Exercise objective> Put the lines of the entries below into a numbered list, from the line with "For every instance of the red" up to and including the line with "pixel 538 77", leaving out any blank lines.
^^^^^^^^
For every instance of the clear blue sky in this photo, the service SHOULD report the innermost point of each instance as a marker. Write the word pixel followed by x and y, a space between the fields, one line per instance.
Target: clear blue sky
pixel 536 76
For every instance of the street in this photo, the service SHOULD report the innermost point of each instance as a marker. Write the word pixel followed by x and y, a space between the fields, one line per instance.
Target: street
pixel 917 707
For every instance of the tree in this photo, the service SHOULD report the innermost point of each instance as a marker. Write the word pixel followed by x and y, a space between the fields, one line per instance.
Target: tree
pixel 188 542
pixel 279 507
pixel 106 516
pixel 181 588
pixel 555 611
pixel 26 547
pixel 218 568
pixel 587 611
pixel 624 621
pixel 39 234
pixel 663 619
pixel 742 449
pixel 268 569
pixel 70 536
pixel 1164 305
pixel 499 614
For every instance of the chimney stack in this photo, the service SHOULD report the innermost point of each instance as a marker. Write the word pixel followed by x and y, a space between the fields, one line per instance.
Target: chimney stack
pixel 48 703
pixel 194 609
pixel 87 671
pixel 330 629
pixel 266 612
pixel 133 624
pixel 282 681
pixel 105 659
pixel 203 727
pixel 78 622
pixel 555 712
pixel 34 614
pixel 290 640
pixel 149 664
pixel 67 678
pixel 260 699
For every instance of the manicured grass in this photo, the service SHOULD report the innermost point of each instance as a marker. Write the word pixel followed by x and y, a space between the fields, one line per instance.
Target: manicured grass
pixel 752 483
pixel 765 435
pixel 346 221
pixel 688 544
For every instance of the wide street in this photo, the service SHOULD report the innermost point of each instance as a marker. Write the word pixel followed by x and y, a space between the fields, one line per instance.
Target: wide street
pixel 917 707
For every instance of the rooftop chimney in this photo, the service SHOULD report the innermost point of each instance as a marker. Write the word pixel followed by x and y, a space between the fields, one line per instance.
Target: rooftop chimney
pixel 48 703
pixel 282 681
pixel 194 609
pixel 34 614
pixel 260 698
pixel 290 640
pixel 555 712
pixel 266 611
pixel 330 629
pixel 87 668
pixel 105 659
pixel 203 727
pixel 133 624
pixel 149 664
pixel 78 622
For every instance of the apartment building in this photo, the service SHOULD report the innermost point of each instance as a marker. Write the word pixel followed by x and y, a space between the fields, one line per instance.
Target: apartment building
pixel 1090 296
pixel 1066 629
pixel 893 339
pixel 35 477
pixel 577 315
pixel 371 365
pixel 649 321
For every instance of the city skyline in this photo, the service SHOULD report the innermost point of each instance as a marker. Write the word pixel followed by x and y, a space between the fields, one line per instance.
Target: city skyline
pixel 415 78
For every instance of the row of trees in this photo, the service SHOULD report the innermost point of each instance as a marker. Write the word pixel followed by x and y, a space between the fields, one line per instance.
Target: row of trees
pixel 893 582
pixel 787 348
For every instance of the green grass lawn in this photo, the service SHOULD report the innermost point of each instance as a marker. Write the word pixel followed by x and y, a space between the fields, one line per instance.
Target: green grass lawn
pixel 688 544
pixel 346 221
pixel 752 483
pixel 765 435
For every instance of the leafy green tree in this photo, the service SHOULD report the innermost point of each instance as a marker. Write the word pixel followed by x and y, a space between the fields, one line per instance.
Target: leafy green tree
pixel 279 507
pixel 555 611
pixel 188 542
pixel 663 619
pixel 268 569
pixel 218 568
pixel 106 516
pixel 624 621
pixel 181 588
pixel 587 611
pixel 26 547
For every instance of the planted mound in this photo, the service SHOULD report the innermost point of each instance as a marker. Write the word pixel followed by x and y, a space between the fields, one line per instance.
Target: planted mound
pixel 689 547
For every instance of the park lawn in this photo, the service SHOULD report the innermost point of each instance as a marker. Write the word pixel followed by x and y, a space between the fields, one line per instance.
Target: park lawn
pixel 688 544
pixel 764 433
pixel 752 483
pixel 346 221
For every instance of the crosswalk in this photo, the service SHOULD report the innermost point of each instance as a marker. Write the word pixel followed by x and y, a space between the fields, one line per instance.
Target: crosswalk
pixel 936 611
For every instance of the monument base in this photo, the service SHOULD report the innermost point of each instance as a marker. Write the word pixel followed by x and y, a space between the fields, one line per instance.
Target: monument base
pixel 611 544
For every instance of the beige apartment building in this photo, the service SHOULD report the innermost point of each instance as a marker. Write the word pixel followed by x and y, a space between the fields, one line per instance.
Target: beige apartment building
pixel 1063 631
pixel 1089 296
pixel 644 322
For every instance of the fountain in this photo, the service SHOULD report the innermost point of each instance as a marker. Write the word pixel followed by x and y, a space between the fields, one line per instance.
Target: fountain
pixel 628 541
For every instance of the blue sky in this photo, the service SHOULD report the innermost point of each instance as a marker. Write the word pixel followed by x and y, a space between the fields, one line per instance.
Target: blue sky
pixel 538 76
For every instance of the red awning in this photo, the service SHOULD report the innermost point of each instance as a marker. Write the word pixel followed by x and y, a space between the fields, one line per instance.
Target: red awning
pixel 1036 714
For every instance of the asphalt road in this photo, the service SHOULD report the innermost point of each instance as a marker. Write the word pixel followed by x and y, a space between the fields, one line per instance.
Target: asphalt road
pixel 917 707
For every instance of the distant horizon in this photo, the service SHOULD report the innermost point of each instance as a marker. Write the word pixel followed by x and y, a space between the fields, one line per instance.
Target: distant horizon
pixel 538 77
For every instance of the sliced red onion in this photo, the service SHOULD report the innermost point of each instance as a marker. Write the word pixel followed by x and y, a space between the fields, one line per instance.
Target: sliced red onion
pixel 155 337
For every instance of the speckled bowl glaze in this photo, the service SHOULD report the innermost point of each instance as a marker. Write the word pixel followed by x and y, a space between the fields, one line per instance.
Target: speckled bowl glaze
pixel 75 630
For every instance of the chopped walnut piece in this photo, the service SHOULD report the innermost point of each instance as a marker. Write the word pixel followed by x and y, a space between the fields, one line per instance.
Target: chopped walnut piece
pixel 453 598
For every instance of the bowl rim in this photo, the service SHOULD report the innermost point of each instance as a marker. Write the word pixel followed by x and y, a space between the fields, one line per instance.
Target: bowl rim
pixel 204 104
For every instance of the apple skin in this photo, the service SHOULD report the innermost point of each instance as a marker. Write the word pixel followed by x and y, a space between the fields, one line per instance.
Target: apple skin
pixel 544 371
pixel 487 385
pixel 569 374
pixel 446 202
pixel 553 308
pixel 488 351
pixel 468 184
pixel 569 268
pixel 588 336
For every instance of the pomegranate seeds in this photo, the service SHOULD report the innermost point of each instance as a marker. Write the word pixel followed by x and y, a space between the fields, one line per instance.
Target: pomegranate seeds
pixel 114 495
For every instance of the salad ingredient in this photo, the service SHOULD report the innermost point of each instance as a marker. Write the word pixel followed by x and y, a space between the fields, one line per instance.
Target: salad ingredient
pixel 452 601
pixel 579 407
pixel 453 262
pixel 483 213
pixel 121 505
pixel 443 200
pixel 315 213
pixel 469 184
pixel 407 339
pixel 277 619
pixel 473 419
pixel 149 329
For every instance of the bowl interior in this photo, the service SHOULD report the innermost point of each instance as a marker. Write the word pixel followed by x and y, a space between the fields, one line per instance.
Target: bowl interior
^^^^^^^^
Task response>
1. For every instance of the red awning in this photo, the service SHOULD report the innermost point of each instance as a marker. Write the word pixel followed by x and y, a space between the fields, one line per instance.
2. Target: red awning
3. pixel 1036 714
4. For every instance of the asphalt road in this photo, the service SHOULD report the innermost point of each instance as a marker. Write the word pixel followed by x and y, a space between the fields, one line per instance.
5. Target: asphalt road
6. pixel 917 707
7. For every instance of the distant horizon in this photo, the service SHOULD report the innermost point of each instance as a marker. Write the word pixel followed by x and y, a space between the fields, one line per instance.
8. Target: distant horizon
9. pixel 538 77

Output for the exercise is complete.